INSTRUCTIONS TO FOLLOW
Answer these questions using the financial report text.
1. What were general and administrative expenses for the six months ended June 30, 2025?
2. What caused the decrease in interest income?
3. How many shares had been sold under the Sales Agreement as of June 30, 2025?

EXERCISE TEXT
General and Administrative Expenses
General and administrative expenses for the six months ended June 30, 2025 were $25.3 million, compared to $19.8 million for the six months ended June 30, 2024. The increase in general and administrative expenses was primarily due to higher personnel and support costs due to the growth of the organization including certain commercial readiness activities initiated in the first and second quarter of 2025.
Interest Income
Interest income for the six months ended June 30, 2025 was $5.3 million, compared to $9.5 million for the six months ended June 30, 2024. The decrease is due to lower invested balances in cash equivalents and marketable securities.
Interest Expense
Interest expense for the six months ended June 30, 2025 was $0.3 million related to the Credit Facility and associated amortization of issuance costs and the accretion of debt discount. Interest expense for the six months ended June 30, 2024 was nil.
Other Income (Expense), Net
Other income (expense), net for the six months ended June 30, 2025 and 2024 was less than $0.1 million and represented miscellaneous expense.
Liquidity and Capital Resources
Since our inception, we have incurred significant operating losses. We have not yet commercialized any of our product candidates and have generated only limited revenue to date from funding arrangements with our former collaboration partner. While we may generate revenue in the future from the sale of a product candidate, any such revenue would depend on successful regulatory approval and commercial launch. We have historically funded our operations primarily through the public offering and private placement of our securities, issuance of debt and consideration received from our collaborative agreements.
On May 6, 2022, we entered into a Sales Agreement (the “Sales Agreement”) with Guggenheim Securities, LLC (“Guggenheim Securities”), pursuant to which we may issue and sell, from time to time, shares of our common stock having an aggregate offering price of up to $75.0 million through Guggenheim Securities, as the sales agent, in an at the market offering (“ATM”) registered under a shelf registration statement on Form S-3. As of June 30, 2025, 2,587,992 shares have been sold under the Sales Agreement for net proceeds of approximately $24.3 million.

Stored dataset items:
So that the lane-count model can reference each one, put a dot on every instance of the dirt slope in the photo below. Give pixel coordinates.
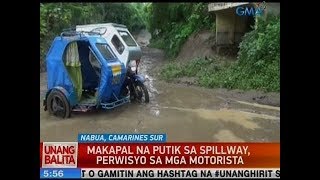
(198, 45)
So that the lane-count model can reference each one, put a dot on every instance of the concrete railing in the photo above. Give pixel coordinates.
(221, 6)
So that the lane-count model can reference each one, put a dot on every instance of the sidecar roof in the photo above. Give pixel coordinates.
(60, 43)
(56, 73)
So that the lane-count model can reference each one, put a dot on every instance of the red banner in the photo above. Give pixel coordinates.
(172, 155)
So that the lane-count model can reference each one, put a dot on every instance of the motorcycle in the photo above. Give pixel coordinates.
(135, 83)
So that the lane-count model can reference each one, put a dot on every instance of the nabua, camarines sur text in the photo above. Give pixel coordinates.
(168, 150)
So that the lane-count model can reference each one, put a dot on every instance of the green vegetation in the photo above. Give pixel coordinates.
(172, 23)
(54, 17)
(257, 67)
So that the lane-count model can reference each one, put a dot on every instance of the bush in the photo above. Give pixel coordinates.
(257, 67)
(175, 22)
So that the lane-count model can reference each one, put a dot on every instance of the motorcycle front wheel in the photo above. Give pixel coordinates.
(142, 93)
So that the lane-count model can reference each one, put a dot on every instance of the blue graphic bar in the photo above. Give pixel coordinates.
(58, 173)
(122, 138)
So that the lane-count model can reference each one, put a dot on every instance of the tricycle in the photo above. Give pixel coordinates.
(84, 74)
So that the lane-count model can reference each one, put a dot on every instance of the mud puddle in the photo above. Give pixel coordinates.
(185, 113)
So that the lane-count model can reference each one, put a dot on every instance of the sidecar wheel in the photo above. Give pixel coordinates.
(58, 104)
(142, 93)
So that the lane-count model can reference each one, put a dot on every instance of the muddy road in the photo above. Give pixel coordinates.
(185, 113)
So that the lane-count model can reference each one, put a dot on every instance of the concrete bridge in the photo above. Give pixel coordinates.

SOLUTION TO THIS TASK
1. $25.3 million.
2. Lower invested balances in cash equivalents and marketable securities.
3. 2,587,992 shares.